Requirements
**1)** According to the Court of Appeal judgment, on what date did the lower Court deliver its decision in Suit No. ID/1536/1998?
**2)** Extend the Court of Appeal judgment from the point where it stops.

Extract provided
MOTOR TYRES SERVICES CO. LTD v. NASCO ESTATES CO. (NIG) LTD & ORS (2022)

MOTOR TYRES SERVICES CO. LTD v. NASCO ESTATES CO. (NIG) LTD & ORS

(2022)LCN/17138(CA)

In The Court Of Appeal

(LAGOS JUDICIAL DIVISION)

On Thursday, February 17, 2022

CA/L/169/2009

Before Our Lordships:

Obande Festus Ogbuinya Justice of the Court of Appeal

Abdullahi Mahmud Bayero Justice of the Court of Appeal

Adebukunola Adeoti Ibironke Banjoko Justice of the Court of Appeal

Between

MOTOR TYRES SERVICES COMPANY LIMITED APPELANT(S)

And

1. NASCO ESTATES COMPANY NIGERIA LIMITED 2. REV. DR. (MRS.) NKECHI ANAYO-ILOPUTAIFE 3. REV. FIDEL ADUAYE-ODIETE (For Themselves And On Behalf Of All Other Members Of Faith Revival Ministries Otherwise Known As Victory Christian Centre Or Faith Revival Ministries World Outreach) 4. THE INCORPORATED TRUSTEES OF FAITH REVIVAL MINISTRIES RESPONDENT(S)

 

RATIO

WHETHER OR NOT THE COURTS CAN ENTERTAIN ACADEMIC ISSUES

In consequence, the issue two in this appeal is rendered academic in that it will be of no judicial utilitarian value to the parties herein. In the mind of the law, Courts are not cloaked with the vires to entertain an academic issue/suit no matter the jurisprudential content of the law involved in it. PER OGBUINYA, J.C.A.

OBANDE FESTUS OGBUINYA, J.C.A. (Delivering the Leading Judgment): This appeal interrogates the correctness of the decision of High Court of Lagos, Ikeja Division, (hereinafter addressed as “the lower Court”), coram judice: Eniola F. Longe, J., in Suit No. ID/1536/1998, delivered on 25th October, 2001. Before the lower Court, the appellant and the second–fourth respondents were the defendants whilst the first respondent was the plaintiff.

The facts of the case, which transformed into the appeal, are amenable to brevity and simplicity. Sometime in 1978, the Federal Government of Nigeria leased a large expanse of land, situate and lying along Lagos-Badagry Express Road, Lagos, to the first respondent under certain terms and conditions on its usage. In October, 1981, the first respondent subleased part of the same land to the appellant under the same conditions in the headlease. In 1993, the appellant assigned the residue of its interest in the same portion of land to the trustees of the third appellant under the certain conditions. The first respondent alleged that in 1992, the second-fourth respondents entered the land in dispute, built buildings thereon and started using it for religious purpose contrary to the user covenant in the headlease. Sequel to that, the first respondent beseeched the lower Court, via a writ of summons filed on 1st July 1998, and tabled against the second–fourth respondents and the appellant the following reliefs:
1. A declaration that neither the Incorporated Trustees of the Faith Revival Ministries nor any member of the Faith Revival Ministries otherwise known as “Victory Christian Centre” or Faith Revival Ministries World Outreach” have any right title or interest in all that piece or parcel of land containing an area of approximately 4.861 Hectares (12.012 acres) situate lying and being along Lagos-Badagry Express Road and more particularly described and delineated with its dimensions and abuttals on Plan No. LAA/811/105 annexed to a deed of Sub-lease dated 12th day of October 1981 and registered as No. 34 at Page 34 in Volume 1830 in the Lands Registry in the Office at Lagos.

Data rows
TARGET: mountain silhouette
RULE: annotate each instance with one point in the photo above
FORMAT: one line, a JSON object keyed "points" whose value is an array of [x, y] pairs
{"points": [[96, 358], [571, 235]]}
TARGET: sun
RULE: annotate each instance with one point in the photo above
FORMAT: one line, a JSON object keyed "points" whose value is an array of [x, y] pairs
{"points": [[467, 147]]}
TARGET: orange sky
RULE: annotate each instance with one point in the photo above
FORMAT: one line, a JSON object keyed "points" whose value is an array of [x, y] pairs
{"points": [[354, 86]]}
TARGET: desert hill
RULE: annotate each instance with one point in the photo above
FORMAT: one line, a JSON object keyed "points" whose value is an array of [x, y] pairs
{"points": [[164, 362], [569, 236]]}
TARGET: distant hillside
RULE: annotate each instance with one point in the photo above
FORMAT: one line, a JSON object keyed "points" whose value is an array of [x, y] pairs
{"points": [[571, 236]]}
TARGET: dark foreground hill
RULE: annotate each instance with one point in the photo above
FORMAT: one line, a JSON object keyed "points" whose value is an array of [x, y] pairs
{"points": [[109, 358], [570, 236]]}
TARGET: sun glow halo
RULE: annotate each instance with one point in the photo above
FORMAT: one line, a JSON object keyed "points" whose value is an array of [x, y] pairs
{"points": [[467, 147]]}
---
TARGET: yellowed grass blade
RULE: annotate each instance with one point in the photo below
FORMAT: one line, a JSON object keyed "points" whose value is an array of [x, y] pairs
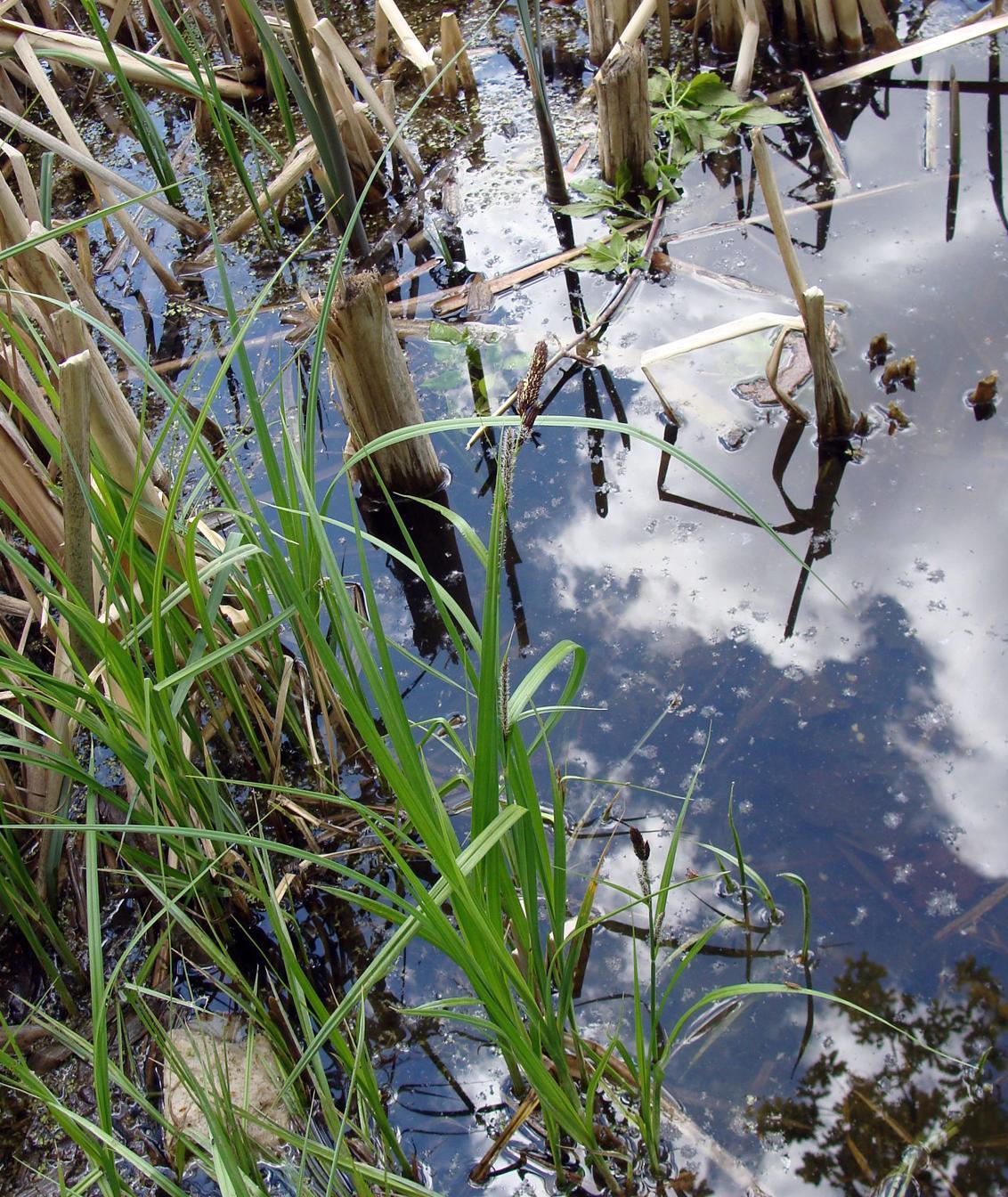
...
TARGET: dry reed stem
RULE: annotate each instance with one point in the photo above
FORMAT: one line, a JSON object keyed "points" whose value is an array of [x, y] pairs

Exercise responses
**1)** 25th October, 2001.

**2)**
2. An order to recover possession of the aforementioned land from the Incorporated Trustees of Faith Revival Ministries and all other persons who are in occupation of the said 4.861 Hectares of land or any portion thereof.
3. An order of perpetual injunction to restrain all members of the aforementioned Faith Revival Ministries otherwise known as “Victory Christian Centre” or Faith Revival Ministries World Outreach” from entering or re-entering the said 4.861 Hectares of land or any portion thereof without the consent of the Plaintiff.

In reaction, the second–fourth respondents joined issue with the first respondent and denied liability by filing a statement of defence. In their defence, they are averred that the first respondent consented to the assignment of 1993 and that the land in dispute is not being used for religious purposes. Also, they raised the defence of laches, acquiescence, waiver and estoppel against the suit. Consequently, they counter-claimed as follows:
WHEREOF the Defendants claim for relief against the alleged forfeiture on such terms and cost as to do substantial justice to this counter-claim.

The appellant filed a statement of defence wherein it asserted that the first respondent was aware of the assignment and that the suit disclosed no reasonable cause of action. Following the discordant claims, the lower Court had a full-blown determination of the suit. In proof of the case, the first respondent fielded a single witness: PW1. In disproof of the case, the second–fourth respondents called two witnesses: DW1 and DW2. DW2 offered his evidence in an affidavit in lieu of oral evidence. In its defence of the case, the appellant called a sole witness who offered his evidence in an affidavit in lieu of oral evidence. Tons of documentary evidence were tendered before the Court. At the closure of evidence, the parties, through their respective counsel, addressed the lower Court in the manner required by law. In a considered judgment, delivered on 25th October, 2001, reflected at pages 275-292 of the record, the lower Court granted the first respondent’s claim.

The appellant was aggrieved by the decision. Hence, on 22nd November, 2001, the appellant lodged a 4–ground notice of appeal which is copied at pages 228-230 of the main record. Subsequently, the appellant, with the leave of this Court, filed a further amended notice of appeal on 26th September, 2019 but deemed properly filed on 17th February, 2020, hosting four grounds, wherein it prayed this Court for:
1. An order of this Honourable Court setting aside the finding of fact made by the Court below at page 17 of its Judgment (page 226 of the Record) to the effect that the 4th Respondent was an assign of the Appellant.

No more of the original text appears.